== To do ==
Quote word for word every line of the data below, starting with the line that contains "where the striped" and ending with the line that contains "(0, 340), (140, 427)", with both of those lines included.

== Records supplied ==
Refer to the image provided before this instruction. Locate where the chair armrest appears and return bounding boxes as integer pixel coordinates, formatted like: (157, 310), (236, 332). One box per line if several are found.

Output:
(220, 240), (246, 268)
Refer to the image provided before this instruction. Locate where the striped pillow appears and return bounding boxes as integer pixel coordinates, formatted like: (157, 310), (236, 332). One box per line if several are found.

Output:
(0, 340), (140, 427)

--

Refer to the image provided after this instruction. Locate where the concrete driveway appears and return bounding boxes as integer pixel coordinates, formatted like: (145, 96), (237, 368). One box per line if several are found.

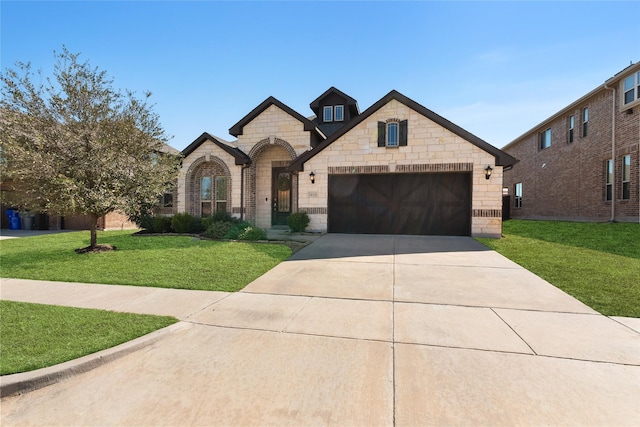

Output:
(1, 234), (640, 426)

== In response ==
Refer to the image provided before this instruction. Locate where the striped pillow appears and return bounding boxes as integer pixel coordinates, formatted like: (157, 310), (236, 332). One box per line if several are found.

Output:
(0, 340), (140, 427)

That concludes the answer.